[PAGE EXCERPT Boundary: Start]

I am Judas
Every day I remain silent in the face of increasingly
discriminatory policies at my Fortune 50 company. Quotas, or ‘targets’, are formulated. Training programs are ‘offered’ that proclaim
me a racist for the color of my skin.
Struggle sessions, or ‘difficult conversations’, are orchestrated where
we are segregated by race or gender and encouraged to talk about how some
people’s culture, by dint of their skin color, harm women, people of color, or
the LBTQ community. We talk about equity
and how lack of equal outcomes are toxic; and how people of a certain skin
color, stand in the way of racial progress.
I take all of this in and say nothing. For saying anything that contradicts the
religion of Diversity, Equity and Inclusion will get me fired. Even asking questions that may illuminate
contradictions or the potential unintended consequences of such thinking is
enough to limit your career at the very least.
You are quickly seen as an apostate or heretic to the cause. In the face of such repercussions, in the
face of losing our ability to take care of our families, most of us sit
quietly, waiting for the latest ‘training’ to be over.
I am now Judas. I
take my bag of silver each day and, without a word, allow everything humanity
has learned be slandered and denigrated. I allow myself to be shamed. Everything I believe about how to treat
others, about how humans best organize themselves, about how we most fruitfully
interact with each other and world, has been turned on its head. There is nothing that I can do or say. Perhaps I could leave to find another job,
but it is unlikely that things will be any different there. All of Corporate America has converted from a
belief in valuable ideas and competence to an orthodoxy of skin color. From aspiring to a functioning meritocracy to devolving
into a racial and gendered nepotism.

[PAGE EXCERPT Boundary: End]
[RECORD EXCERPTS Boundary: Start]

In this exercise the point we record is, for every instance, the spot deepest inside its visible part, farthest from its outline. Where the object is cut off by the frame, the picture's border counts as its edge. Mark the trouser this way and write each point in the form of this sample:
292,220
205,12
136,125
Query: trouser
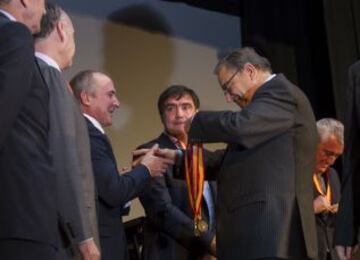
19,249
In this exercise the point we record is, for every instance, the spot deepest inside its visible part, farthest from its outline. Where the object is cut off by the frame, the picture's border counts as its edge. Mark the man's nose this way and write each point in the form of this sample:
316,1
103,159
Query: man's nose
116,102
228,98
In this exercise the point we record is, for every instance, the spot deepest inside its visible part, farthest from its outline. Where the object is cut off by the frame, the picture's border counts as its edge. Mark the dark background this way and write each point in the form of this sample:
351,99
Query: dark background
312,42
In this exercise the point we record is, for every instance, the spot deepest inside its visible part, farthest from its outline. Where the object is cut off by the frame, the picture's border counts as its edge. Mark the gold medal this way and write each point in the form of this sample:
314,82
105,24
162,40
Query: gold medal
200,227
195,175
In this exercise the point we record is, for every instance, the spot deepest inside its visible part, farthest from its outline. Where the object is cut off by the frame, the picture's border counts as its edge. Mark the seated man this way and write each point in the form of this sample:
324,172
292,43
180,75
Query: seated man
327,184
169,229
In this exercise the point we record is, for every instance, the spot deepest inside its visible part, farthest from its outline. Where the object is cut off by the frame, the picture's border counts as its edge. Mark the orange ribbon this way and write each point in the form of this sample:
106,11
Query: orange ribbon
195,174
318,187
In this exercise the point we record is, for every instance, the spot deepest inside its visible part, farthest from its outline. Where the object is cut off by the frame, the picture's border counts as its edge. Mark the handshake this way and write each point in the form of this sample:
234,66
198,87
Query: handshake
155,159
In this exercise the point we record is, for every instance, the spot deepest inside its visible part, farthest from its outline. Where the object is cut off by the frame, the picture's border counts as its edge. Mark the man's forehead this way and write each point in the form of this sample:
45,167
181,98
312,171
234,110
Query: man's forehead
179,99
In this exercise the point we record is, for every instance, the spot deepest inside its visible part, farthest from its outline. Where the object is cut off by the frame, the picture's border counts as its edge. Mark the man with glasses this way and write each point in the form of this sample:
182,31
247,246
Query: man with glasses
327,184
265,191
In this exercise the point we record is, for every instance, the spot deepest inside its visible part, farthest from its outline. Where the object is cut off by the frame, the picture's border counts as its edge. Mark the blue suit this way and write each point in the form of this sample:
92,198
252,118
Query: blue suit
113,192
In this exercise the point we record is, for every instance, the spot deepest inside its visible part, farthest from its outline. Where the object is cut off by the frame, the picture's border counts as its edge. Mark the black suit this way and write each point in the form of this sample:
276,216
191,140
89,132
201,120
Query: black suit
113,192
27,181
325,222
348,217
265,190
169,216
72,163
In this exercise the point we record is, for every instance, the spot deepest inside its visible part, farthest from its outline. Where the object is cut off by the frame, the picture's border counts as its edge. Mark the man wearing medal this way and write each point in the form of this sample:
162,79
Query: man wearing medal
264,204
327,184
172,231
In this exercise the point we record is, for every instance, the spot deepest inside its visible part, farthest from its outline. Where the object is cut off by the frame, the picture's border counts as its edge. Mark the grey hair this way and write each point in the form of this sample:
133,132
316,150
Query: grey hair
236,60
330,126
83,81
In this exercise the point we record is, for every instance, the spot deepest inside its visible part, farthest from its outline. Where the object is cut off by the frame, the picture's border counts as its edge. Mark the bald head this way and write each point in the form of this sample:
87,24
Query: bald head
96,94
56,37
28,12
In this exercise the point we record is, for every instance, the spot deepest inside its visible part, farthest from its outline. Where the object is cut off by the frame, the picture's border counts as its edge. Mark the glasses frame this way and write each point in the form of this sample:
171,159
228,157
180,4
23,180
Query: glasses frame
226,86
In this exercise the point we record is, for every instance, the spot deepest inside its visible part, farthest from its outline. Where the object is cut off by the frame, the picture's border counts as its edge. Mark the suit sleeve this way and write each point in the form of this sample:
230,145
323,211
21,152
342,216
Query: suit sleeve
168,218
268,115
73,211
16,71
114,189
347,220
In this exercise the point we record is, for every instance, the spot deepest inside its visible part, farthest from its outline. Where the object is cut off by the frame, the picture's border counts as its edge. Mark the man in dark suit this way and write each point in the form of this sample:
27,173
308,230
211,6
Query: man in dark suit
97,96
169,229
348,217
327,184
264,206
55,48
28,219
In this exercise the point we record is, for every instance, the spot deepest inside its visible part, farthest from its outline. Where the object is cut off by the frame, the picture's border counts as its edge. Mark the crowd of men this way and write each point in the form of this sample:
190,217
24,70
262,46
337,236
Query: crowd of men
272,193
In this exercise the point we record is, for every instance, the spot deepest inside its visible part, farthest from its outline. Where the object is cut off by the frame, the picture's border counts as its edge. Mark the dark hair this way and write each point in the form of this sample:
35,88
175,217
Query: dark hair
236,59
176,91
49,20
5,1
83,81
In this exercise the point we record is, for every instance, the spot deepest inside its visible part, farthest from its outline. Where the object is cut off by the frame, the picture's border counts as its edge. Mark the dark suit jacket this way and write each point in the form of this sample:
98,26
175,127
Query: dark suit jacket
348,217
169,228
114,191
28,203
325,222
72,162
265,182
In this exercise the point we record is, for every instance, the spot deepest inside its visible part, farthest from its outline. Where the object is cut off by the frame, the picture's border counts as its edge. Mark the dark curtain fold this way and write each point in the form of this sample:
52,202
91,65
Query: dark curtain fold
342,20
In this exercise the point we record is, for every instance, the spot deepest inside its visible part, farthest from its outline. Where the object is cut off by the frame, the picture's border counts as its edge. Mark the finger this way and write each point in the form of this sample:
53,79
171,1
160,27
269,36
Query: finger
340,250
155,147
348,252
140,152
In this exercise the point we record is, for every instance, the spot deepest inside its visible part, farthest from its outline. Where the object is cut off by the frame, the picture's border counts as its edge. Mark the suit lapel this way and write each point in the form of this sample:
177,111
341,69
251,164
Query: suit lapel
96,133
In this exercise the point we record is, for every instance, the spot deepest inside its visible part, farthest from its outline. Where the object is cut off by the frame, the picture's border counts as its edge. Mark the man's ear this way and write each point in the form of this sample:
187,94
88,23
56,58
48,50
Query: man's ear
250,70
60,30
84,98
24,3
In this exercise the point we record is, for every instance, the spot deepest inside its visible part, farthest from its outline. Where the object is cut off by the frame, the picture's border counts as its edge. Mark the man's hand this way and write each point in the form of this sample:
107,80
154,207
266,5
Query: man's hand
188,124
212,248
124,170
156,165
88,250
345,252
334,208
166,153
321,204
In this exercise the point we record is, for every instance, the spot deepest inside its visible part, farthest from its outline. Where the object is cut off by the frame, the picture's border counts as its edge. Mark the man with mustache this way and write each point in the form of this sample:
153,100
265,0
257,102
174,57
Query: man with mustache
97,97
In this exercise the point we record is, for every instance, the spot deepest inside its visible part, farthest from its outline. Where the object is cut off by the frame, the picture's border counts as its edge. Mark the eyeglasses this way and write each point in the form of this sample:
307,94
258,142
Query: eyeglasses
225,87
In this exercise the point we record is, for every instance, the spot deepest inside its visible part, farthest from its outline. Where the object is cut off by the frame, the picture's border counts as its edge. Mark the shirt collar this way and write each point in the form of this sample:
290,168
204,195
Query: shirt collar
95,123
174,140
48,60
270,77
8,15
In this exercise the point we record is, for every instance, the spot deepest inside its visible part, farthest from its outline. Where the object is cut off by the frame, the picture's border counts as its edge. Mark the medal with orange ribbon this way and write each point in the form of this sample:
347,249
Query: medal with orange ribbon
327,195
195,175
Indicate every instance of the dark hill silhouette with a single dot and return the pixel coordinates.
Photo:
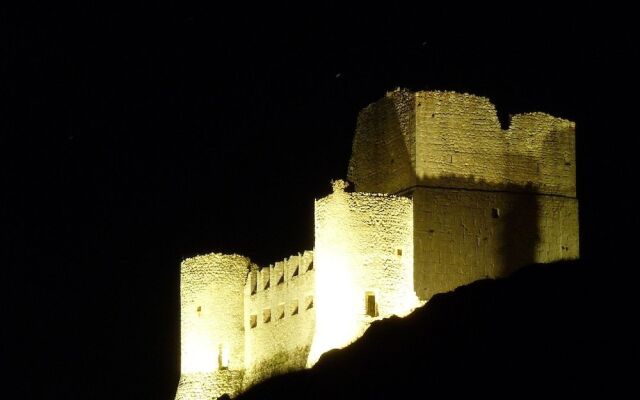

[RECORD EXCERPTS Boundary: End]

§ **APPLY WHAT YOU READ**:
**A)** List every word or phrase that appears inside single quotation marks in the "I am Judas" essay above.
**B)** Please pick up the "I am Judas" essay after its final sentence and carry it forward.

§ **PER-TASK ANSWERS**:
**A)**
‘targets’
‘offered’
‘difficult conversations’
‘training’

**B)**
I consider myself a child of the enlightenment. I was brought up with the belief that logic,
reason, data, critical thinking, and a robust debate of ideas is the best way
to elevate humanity. Starting from an
age of magical thinking, dogma, and superstition, we somehow devised this way of
interacting with each other and the world that has allowed us to partake in an
astounding flourishing of human progress.
My belief in this model is validated by these achievements.
Look around you. See
the vast interlocking systems that humanity has built. Look into the palm of
your hand and see instant access to every bit of knowledge ever
discovered. Turn on your heat, roam
aisles of endless food, visit a doctor to cure your cancer. None of this happened by accident. Humanity devised a way to interacting with
each other and the world that has allowed even the lowly among us to live as kings of old.
And now we willingly abandon these principles and beliefs. We devolve towards a new age of magical
thinking. We once again believe in
monsters and witches and hunt for their presence in every dark corner. We have devised a new religion to explain the
wrongs in the world. Its scripture
written daily in every newspaper and in a thousand books. Its priests pound their pulpits in every
corporate diversity office and in every newsroom.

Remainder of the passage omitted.